Task statement :: Please copy the rows below word for word, leaving out the pictures.

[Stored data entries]

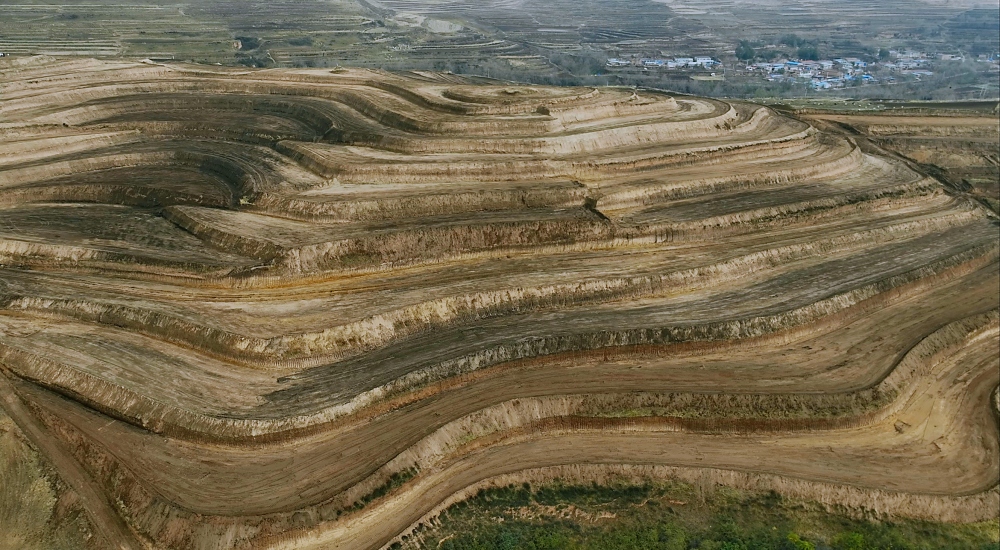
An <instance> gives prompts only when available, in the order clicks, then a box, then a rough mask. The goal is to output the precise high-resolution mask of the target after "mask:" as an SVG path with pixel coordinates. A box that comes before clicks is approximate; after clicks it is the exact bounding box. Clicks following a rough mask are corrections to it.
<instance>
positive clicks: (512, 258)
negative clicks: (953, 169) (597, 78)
mask: <svg viewBox="0 0 1000 550" xmlns="http://www.w3.org/2000/svg"><path fill="white" fill-rule="evenodd" d="M0 75H2V77H3V78H2V80H3V84H2V95H0V371H2V376H0V397H2V401H0V403H2V407H3V409H4V410H5V411H6V414H7V415H8V416H9V417H10V418H11V419H12V420H13V421H14V422H15V423H16V424H17V425H18V426H19V428H20V432H21V433H23V434H24V436H25V437H26V438H27V439H28V440H29V441H31V442H32V443H33V445H34V447H35V448H37V449H38V451H39V452H40V453H41V455H42V456H43V457H44V458H45V460H46V461H47V464H49V465H51V467H52V468H53V469H54V470H55V471H56V472H57V473H58V474H59V476H61V478H62V479H63V480H64V481H65V482H66V484H67V485H68V486H69V487H70V488H71V489H72V491H73V493H74V494H75V495H77V498H78V502H79V503H81V506H83V507H84V508H85V509H86V510H87V513H88V515H89V520H90V525H91V526H92V527H93V531H94V532H95V536H94V537H93V538H92V541H91V544H92V545H94V547H98V548H104V547H128V548H187V549H196V548H197V549H229V548H272V547H278V548H312V547H315V548H380V547H383V546H385V545H388V544H391V543H392V542H393V541H394V540H397V538H398V537H400V536H402V535H404V534H405V533H407V532H408V531H409V530H410V529H412V528H413V527H414V526H415V525H416V524H418V523H419V522H421V521H428V520H429V519H430V518H432V517H433V515H434V514H435V513H437V512H438V511H439V510H441V509H442V507H443V506H446V505H447V504H448V503H451V502H454V501H456V500H457V499H461V498H463V497H464V496H465V495H468V494H470V491H473V490H475V489H476V488H478V487H483V486H487V485H490V484H503V483H510V482H514V481H516V480H530V481H537V480H541V479H550V478H552V477H562V478H564V479H594V480H600V479H607V478H608V476H624V477H626V478H629V479H631V478H636V479H639V478H643V477H645V478H649V477H657V476H678V477H685V476H687V477H691V476H696V477H697V476H701V477H702V478H704V477H705V476H708V477H707V478H710V479H713V480H715V481H716V482H719V483H729V484H733V485H741V486H747V487H755V488H759V487H769V488H773V489H775V490H779V491H784V492H787V493H789V494H794V495H797V496H801V497H803V498H810V499H813V500H818V501H821V502H824V503H827V504H830V505H843V506H847V507H853V508H869V509H873V510H875V511H876V512H877V513H881V514H887V515H898V516H907V517H919V518H926V519H934V520H944V521H977V520H982V519H987V518H995V517H996V516H997V514H998V513H1000V492H998V487H997V483H998V475H997V471H998V467H1000V448H998V429H997V405H996V400H997V386H998V384H1000V371H998V364H1000V361H998V357H1000V344H998V334H1000V313H998V307H1000V293H998V290H997V289H998V285H1000V278H998V277H1000V276H998V255H1000V239H998V225H997V220H996V216H995V214H993V213H992V212H991V211H990V210H989V209H988V208H985V207H984V206H983V205H982V204H980V203H979V202H977V201H975V200H972V199H970V198H968V197H967V196H966V195H965V194H963V193H956V192H954V189H952V188H948V187H945V186H943V185H941V183H940V182H938V181H937V180H935V179H933V178H932V177H931V176H928V175H926V174H922V173H918V172H917V171H916V170H917V169H918V168H919V167H917V166H914V165H911V164H908V163H906V162H904V161H903V160H900V159H897V158H893V157H889V156H880V155H876V154H875V153H874V152H873V151H872V150H871V149H870V148H863V147H860V146H859V144H858V143H856V142H855V141H853V138H851V137H850V136H849V135H844V134H839V133H834V132H826V131H820V130H817V129H816V128H814V127H813V126H810V125H809V124H807V123H805V122H802V121H800V120H796V119H793V118H789V117H786V116H782V115H780V114H778V113H776V112H775V111H773V110H771V109H769V108H766V107H762V106H757V105H752V104H747V103H736V102H723V101H718V100H711V99H703V98H695V97H685V96H670V95H667V94H663V93H655V92H648V91H637V90H631V89H619V88H599V89H591V88H587V89H579V88H546V87H535V86H530V87H529V86H522V85H514V84H505V83H498V82H489V83H484V82H473V81H469V80H464V79H462V78H459V77H456V76H453V75H438V74H426V73H419V74H418V73H409V74H386V73H379V72H370V71H360V70H336V71H333V72H331V71H326V70H256V71H248V70H235V69H229V68H222V67H201V66H186V65H162V64H155V63H152V62H149V63H126V62H97V61H93V62H86V61H63V60H56V59H48V58H19V59H15V60H8V61H4V62H3V64H2V65H0ZM990 131H992V130H990Z"/></svg>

The answer ::
An <instance> gives prompts only when available, in the order clicks, then a box, then a rough mask. The goal is to output the precise high-resolution mask of the target after "mask:" as an SVG path with pixel coordinates. A box that comes before clicks is approximate; after clicks it is the exact bounding box. Clicks following a rough mask are corrections to it.
<instance>
positive clicks: (512, 258)
negative clicks: (953, 169) (597, 78)
mask: <svg viewBox="0 0 1000 550" xmlns="http://www.w3.org/2000/svg"><path fill="white" fill-rule="evenodd" d="M0 75H2V77H3V78H2V80H3V84H2V95H0V371H2V376H0V397H2V401H0V403H2V407H3V409H4V410H5V411H6V414H7V415H8V416H9V417H10V418H11V419H12V420H13V421H14V422H15V423H16V424H17V425H18V426H19V428H20V432H21V433H23V434H24V436H25V437H26V438H27V439H28V440H29V441H31V442H32V443H33V445H34V447H35V448H37V449H38V451H39V452H40V453H41V455H42V456H43V457H44V458H45V460H46V461H47V464H49V465H51V467H52V468H53V469H54V470H55V471H56V472H57V473H58V474H59V476H61V478H62V479H63V480H64V481H65V482H66V484H67V485H68V486H69V487H70V488H71V489H72V491H73V493H74V494H75V495H77V498H78V502H79V503H81V506H83V507H84V508H85V509H86V510H87V513H88V515H89V520H90V525H91V526H92V527H93V531H94V532H95V536H94V537H93V538H92V541H91V544H92V545H94V547H98V548H104V547H128V548H187V549H196V548H197V549H229V548H272V547H278V548H312V547H315V548H380V547H383V546H385V545H388V544H391V543H392V542H393V541H394V540H397V538H398V537H400V536H402V535H404V534H405V533H407V532H408V531H409V530H410V529H412V528H413V527H414V526H415V525H416V524H418V523H419V522H421V521H428V520H429V519H430V518H432V517H433V515H434V514H435V513H437V512H438V511H439V510H441V509H442V507H443V506H446V505H447V504H448V503H451V502H454V501H456V500H457V499H461V498H463V497H464V496H465V495H468V494H470V491H473V490H475V489H476V488H478V487H483V486H487V485H490V484H503V483H510V482H514V481H516V480H530V481H537V480H541V479H550V478H552V477H562V478H564V479H594V480H600V479H607V478H608V476H624V477H626V478H629V479H631V478H636V479H639V478H643V477H645V478H649V477H657V476H678V477H685V476H687V477H691V476H696V477H697V476H701V477H702V478H704V477H705V476H708V477H707V478H710V479H713V480H715V481H716V482H719V483H729V484H733V485H741V486H747V487H755V488H759V487H769V488H773V489H775V490H779V491H784V492H787V493H789V494H794V495H797V496H801V497H803V498H810V499H813V500H818V501H821V502H824V503H827V504H830V505H843V506H847V507H853V508H869V509H873V510H875V511H876V512H877V513H881V514H887V515H898V516H907V517H919V518H926V519H934V520H944V521H977V520H982V519H987V518H995V517H996V516H997V514H998V513H1000V492H998V487H997V483H998V475H997V471H998V467H1000V448H998V429H997V405H996V400H997V386H998V384H1000V371H998V364H1000V361H998V357H1000V344H998V334H1000V313H998V307H1000V293H998V290H997V289H998V285H1000V278H998V277H1000V276H998V255H1000V239H998V225H997V220H996V216H995V214H993V213H992V212H991V211H990V210H989V209H988V208H985V207H984V206H983V205H982V204H980V203H979V202H977V201H975V200H972V199H970V198H968V197H967V196H966V195H965V194H963V193H956V192H954V189H952V188H948V187H945V186H943V185H941V183H940V182H938V181H937V180H935V179H933V178H932V177H931V176H928V175H926V174H922V173H918V172H917V171H916V170H917V169H918V168H919V167H917V166H914V165H911V164H908V163H906V162H904V161H903V160H900V159H897V158H893V157H889V156H880V155H876V154H875V153H874V152H873V151H872V150H871V149H870V148H863V147H860V146H859V144H858V143H856V142H855V141H853V138H851V137H850V136H849V135H844V134H839V133H834V132H826V131H820V130H817V129H816V128H814V127H813V126H810V125H809V124H807V123H805V122H802V121H800V120H796V119H793V118H789V117H786V116H782V115H780V114H778V113H776V112H775V111H773V110H771V109H769V108H766V107H762V106H757V105H752V104H747V103H736V102H723V101H718V100H711V99H703V98H695V97H685V96H670V95H667V94H663V93H655V92H648V91H637V90H631V89H619V88H599V89H591V88H587V89H579V88H546V87H535V86H530V87H529V86H522V85H514V84H505V83H498V82H489V83H484V82H473V81H469V80H464V79H462V78H459V77H456V76H453V75H438V74H426V73H419V74H418V73H409V74H386V73H379V72H370V71H360V70H336V71H333V72H331V71H326V70H256V71H248V70H235V69H229V68H222V67H201V66H186V65H162V64H155V63H152V62H149V63H126V62H97V61H93V62H86V61H63V60H56V59H48V58H19V59H15V60H8V61H4V62H3V64H2V65H0ZM990 131H992V130H990Z"/></svg>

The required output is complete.